[Excerpt from a dataset]
———

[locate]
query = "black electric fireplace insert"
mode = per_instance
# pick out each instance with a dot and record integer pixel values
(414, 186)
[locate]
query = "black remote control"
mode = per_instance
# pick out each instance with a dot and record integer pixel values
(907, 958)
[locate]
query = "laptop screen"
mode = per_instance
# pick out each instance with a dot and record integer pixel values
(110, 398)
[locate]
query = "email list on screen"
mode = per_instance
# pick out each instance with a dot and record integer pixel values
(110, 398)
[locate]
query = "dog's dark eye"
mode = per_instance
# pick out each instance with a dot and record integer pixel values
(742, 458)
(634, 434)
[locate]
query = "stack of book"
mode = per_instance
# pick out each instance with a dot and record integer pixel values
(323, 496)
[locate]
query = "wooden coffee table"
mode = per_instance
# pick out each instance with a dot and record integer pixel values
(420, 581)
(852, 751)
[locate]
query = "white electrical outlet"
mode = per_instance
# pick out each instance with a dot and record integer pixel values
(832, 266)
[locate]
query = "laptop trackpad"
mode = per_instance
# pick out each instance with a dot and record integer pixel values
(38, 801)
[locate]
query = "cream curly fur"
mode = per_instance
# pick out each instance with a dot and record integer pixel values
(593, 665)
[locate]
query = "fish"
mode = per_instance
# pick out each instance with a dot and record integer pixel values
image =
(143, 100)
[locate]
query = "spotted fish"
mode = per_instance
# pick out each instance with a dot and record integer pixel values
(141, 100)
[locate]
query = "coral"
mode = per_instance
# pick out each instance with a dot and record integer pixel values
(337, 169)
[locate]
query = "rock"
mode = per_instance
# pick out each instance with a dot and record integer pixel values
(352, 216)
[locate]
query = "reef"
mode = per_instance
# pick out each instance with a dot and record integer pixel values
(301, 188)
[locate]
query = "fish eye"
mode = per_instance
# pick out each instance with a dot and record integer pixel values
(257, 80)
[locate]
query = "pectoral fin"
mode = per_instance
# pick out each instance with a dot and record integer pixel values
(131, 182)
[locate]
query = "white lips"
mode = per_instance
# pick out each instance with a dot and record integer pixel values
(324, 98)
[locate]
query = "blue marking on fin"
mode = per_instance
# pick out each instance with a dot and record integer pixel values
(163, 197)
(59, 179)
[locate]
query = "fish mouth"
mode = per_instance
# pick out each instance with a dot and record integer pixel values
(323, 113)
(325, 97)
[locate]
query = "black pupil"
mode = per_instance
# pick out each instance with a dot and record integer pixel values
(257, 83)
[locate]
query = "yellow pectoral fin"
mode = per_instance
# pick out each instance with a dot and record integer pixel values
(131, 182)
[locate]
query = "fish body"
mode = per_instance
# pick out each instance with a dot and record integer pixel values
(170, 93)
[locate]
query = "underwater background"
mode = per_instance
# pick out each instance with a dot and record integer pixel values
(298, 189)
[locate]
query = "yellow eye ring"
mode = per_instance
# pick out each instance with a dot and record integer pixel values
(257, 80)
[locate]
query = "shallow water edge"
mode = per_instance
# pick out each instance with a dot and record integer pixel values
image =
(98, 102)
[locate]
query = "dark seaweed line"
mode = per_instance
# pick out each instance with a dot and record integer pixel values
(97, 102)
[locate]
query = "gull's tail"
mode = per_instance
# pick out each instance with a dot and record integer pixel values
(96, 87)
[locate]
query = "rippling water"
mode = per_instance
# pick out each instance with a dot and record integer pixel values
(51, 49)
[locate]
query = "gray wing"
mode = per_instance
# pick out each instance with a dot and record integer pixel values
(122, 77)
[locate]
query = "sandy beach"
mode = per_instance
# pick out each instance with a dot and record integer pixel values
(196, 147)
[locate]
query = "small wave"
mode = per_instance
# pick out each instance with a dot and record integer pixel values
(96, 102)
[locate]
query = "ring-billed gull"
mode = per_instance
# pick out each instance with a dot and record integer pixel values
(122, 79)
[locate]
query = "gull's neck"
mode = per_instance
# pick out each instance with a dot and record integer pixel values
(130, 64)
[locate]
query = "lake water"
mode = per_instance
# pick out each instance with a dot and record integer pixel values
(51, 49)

———

How many lines of the items above contain the string "pectoral", matching case exactly? Reply with the number only.

• [EXERCISE SOLUTION] 2